==== Documento

Intelecto e Alma em Tomás de Aquino (1/13)
Este ensaio inaugura uma série que se debruçará sobre cada um dos treze artigos presentes na Questão 79 da “Suma Teológica”, na qual São Tomás de Aquino explora as potências intelectivas da alma.
No Artigo 1, intitulado “Se o intelecto é uma potência da alma ou se é a essência mesma dela”, São Tomás instiga uma reflexão sobre a relação intrínseca entre o intelecto e a alma. A indagação de Aquino é se devemos considerar o intelecto como a própria essência da alma ou uma das suas várias potências. Essa distinção não é meramente semântica, mas fundamental para entender a constituição do ser humano.
No cerne do primeiro artigo está a diferenciação entre o intelecto como uma potência da alma e a essência da alma. Compreender estes termos é crucial para apreciar a argumentação de Aquino. A essência de uma entidade refere-se ao que ela é fundamentalmente, o que define sua existência e natureza. Por exemplo, a essência de um triângulo é sua característica de ter três lados; isso é o que o define como triângulo. Por outro lado, as potências de uma entidade são as capacidades ou funções que ela pode exercer, derivadas de sua essência, mas não equivalentes a ela. No contexto humano, enquanto a essência da alma define sua natureza racional e imortal, as potências, como o intelecto, são manifestações dessa essência que permitem a realização de atividades específicas, neste caso, o pensamento e a racionalização.
Ao abordar essa questão, São Tomás articula uma posição clara: o intelecto, argumenta ele, não pode ser a essência da alma, pois isso implicaria que todas as operações da alma seriam operações intelectuais. No entanto, sabemos que a alma humana também engaja em outras atividades, como querer, sentir e perceber, que são distintas das intelectuais. Portanto, o intelecto deve ser visto como uma das várias potências da alma, uma ferramenta através da qual a alma executa a tarefa de pensar, mas não sua única capacidade ou sua essência. Esta conclusão de São Tomás é de grande importância, pois salvaguarda a complexidade das capacidades humanas. A alma não é um monólito dedicado exclusivamente ao pensamento; ela é um espectro vibrante de potências que inclui, mas não se limita ao, intelecto. Este entendimento nos permite apreciar a plenitude da experiência humana e reconhecer a multiplicidade de facetas que compõem nosso ser.

========
==== Dados apresentados

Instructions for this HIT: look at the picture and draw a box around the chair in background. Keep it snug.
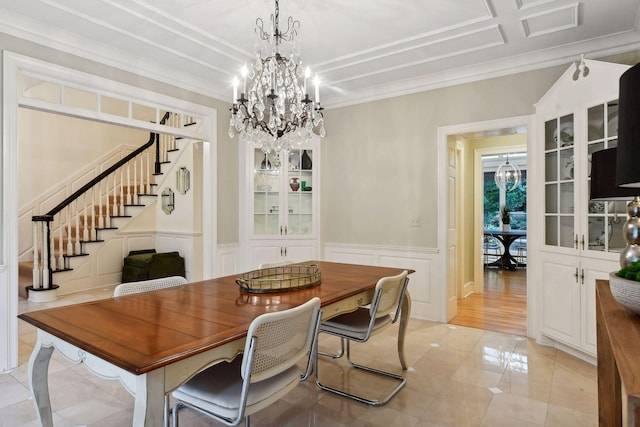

========

Exercícios ->
[1] Reescreva o trecho do ensaio de “Este ensaio inaugura” até “intelectivas da alma.”, trocando “ensaio” por “estudo”.
[2] De acordo com o ensaio, por que São Tomás conclui que o intelecto não pode ser a essência da alma? Responda em uma a três frases.
Os dados vêm de outra fonte, sem ligação com o ensaio.

Soluções completas ->
[1]
Este estudo inaugura uma série que se debruçará sobre cada um dos treze artigos presentes na Questão 79 da “Suma Teológica”, na qual São Tomás de Aquino explora as potências intelectivas da alma.

[2] Se o intelecto fosse a essência da alma, todas as operações da alma seriam operações intelectuais. A alma humana, porém, também quer, sente e percebe, e essas atividades são distintas das intelectuais. Por isso o intelecto deve ser visto como uma das várias potências da alma, e não como sua essência.